> **Source records**
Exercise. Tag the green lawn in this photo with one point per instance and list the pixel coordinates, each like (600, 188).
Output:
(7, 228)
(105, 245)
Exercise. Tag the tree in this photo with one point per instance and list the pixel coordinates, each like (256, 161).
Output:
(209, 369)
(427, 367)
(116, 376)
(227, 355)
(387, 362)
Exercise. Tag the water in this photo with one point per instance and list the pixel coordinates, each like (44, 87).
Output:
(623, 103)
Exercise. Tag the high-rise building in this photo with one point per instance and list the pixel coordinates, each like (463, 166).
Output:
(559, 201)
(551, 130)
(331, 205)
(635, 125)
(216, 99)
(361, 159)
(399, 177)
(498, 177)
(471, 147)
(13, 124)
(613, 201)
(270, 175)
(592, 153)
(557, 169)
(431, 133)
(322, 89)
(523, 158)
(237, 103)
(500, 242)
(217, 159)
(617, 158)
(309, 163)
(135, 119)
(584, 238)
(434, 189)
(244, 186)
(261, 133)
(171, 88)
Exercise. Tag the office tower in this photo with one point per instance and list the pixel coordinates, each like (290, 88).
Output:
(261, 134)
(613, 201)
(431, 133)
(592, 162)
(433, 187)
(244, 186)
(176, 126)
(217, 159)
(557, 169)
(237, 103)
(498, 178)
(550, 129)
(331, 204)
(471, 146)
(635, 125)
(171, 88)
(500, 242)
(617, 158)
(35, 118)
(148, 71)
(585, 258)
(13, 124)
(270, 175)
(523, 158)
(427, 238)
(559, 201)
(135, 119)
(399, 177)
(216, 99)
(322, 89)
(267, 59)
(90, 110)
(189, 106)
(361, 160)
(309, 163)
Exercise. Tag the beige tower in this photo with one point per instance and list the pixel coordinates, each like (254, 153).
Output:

> **Stated goal**
Reproduce every one of the records above verbatim, line for line.

> **Completed task**
Exercise. Tag the green lawn in this photo with one point per instance and list the pixel coordinates, each like (600, 188).
Output:
(7, 228)
(105, 245)
Exercise. Tag the tree in this photo with one point per instance and list the pixel coordinates, each like (256, 161).
Output:
(209, 369)
(427, 367)
(116, 376)
(227, 355)
(387, 362)
Exercise. Tag the water in this photo with one point per instance and list the pixel coordinates, each like (44, 87).
Output:
(623, 103)
Exercise. Tag the high-rise building in this photo with one point per instance and list the pixel coordinates, each like (463, 166).
Output:
(559, 201)
(551, 130)
(331, 205)
(635, 125)
(216, 99)
(361, 159)
(399, 177)
(498, 177)
(471, 147)
(13, 124)
(613, 201)
(270, 175)
(592, 153)
(557, 169)
(431, 133)
(322, 89)
(523, 158)
(237, 103)
(500, 242)
(217, 159)
(617, 158)
(309, 163)
(135, 119)
(584, 238)
(434, 189)
(244, 186)
(261, 133)
(171, 88)
Exercise. Tag the office tower in this photo with one point per instance and list the pixel coordinates, each like (290, 88).
Output:
(261, 134)
(613, 201)
(431, 133)
(592, 162)
(433, 187)
(244, 186)
(176, 126)
(217, 159)
(557, 169)
(237, 103)
(498, 178)
(550, 129)
(331, 204)
(471, 146)
(635, 125)
(171, 88)
(500, 242)
(617, 158)
(35, 118)
(148, 71)
(585, 258)
(13, 124)
(270, 175)
(523, 158)
(427, 238)
(559, 201)
(135, 119)
(399, 177)
(216, 99)
(322, 89)
(267, 59)
(90, 110)
(189, 106)
(361, 160)
(309, 163)
Exercise. Tag the beige tower in this photo with one point per instance and list the pixel coordinates, each like (254, 153).
Output:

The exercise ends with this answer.